GIVEN PASSAGE section start

The DNA damage repair landscape in Black women with breast cancer

By Svasti Haricharan

Black people have the highest cancer mortality rate of any racial or ethnic group. Among Black women, breast cancer makes up about a third of all cancer diagnoses, with ER+ breast cancer being the most common. Black women with ER+ breast cancer are 42% more likely to die of the disease than white women.

This study examined gene expression in breast tumor and normal samples from 185 Black patients and compared them to samples from white women, revealing significant molecular differences in DNA repair in breast tissue that could help explain why more Black women die from ER+ breast cancer. The work suggests that addressing the disparity could be as simple as changing the timing of existing breast cancer treatments for Black women.

GIVEN PASSAGE section end
INPUT DATA section start

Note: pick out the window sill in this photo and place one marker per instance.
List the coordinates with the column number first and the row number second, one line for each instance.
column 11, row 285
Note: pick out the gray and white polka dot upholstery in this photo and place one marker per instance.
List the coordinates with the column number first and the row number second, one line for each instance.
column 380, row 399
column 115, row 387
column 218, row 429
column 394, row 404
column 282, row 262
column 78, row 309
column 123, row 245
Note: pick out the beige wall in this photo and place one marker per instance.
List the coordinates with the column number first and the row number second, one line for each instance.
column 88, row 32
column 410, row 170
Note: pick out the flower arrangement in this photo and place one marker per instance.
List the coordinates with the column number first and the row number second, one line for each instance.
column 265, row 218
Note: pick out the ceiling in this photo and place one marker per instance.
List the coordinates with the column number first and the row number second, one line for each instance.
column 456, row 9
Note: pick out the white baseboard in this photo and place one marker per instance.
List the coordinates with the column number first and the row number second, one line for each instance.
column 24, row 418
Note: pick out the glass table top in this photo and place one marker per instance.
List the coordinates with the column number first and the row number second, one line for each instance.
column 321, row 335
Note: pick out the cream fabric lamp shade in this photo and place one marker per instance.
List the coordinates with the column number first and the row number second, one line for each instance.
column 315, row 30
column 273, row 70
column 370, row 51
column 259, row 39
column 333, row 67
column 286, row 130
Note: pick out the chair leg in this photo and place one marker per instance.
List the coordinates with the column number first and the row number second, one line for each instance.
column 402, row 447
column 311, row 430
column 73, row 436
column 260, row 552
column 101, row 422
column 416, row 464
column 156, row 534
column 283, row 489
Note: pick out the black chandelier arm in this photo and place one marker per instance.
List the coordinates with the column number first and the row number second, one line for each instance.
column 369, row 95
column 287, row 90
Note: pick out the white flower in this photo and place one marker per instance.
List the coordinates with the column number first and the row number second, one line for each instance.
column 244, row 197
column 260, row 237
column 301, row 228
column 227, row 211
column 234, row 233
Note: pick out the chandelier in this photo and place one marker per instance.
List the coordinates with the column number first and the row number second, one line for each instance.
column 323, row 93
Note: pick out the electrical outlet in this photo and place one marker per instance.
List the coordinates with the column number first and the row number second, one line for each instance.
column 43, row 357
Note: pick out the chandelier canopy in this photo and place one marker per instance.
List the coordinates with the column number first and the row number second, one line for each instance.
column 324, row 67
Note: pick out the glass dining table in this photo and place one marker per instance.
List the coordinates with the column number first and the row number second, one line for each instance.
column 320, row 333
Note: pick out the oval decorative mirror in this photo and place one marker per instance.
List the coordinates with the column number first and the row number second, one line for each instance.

INPUT DATA section end

PROBLEM 1: According to the breast cancer passage, how much more likely are Black women with ER+ breast cancer to die of the disease than white women?
PROBLEM 2: Write the next part of the breast cancer passage, picking up after its final sentence.
The items have no connection to the breast cancer passage.

RESPONSE AREA 1: 42% more likely.

RESPONSE AREA 2:
DNA repair is a fundamental part of normal cellular function, regulating processes throughout the cell and helping them recover from the errors that occur naturally during DNA replication or in response to external factors like stress. Unlike healthy cells, cancer cells often acquire molecular changes that make their DNA repair inefficient, which can make these cells resistant to treatment.

The study found that eight genes powering DNA repair are expressed differently in tumors from Black women when compared to those from white women. It also found consistent molecular differences in the cellular signals controlling how fast cells can grow. Notably, these differences were not confined to cancer cells—even healthy tissue showed a different gene expression pattern in Black versus white women, suggesting that the observed differences are fundamental to the way Black women respond to cancer and cancer treatment.

In addition to these implications for molecular biology, the study provides a real-world example of how precision medicine for ER+ breast cancer could be quickly and easily improved by taking patient demographics into account. Specifically, the study suggests that Black women could benefit from earlier intervention with CDK inhibitors, drugs that help stop cancer cells from multiplying by blocking biochemical signals called cyclin-dependent kinases (CDKs).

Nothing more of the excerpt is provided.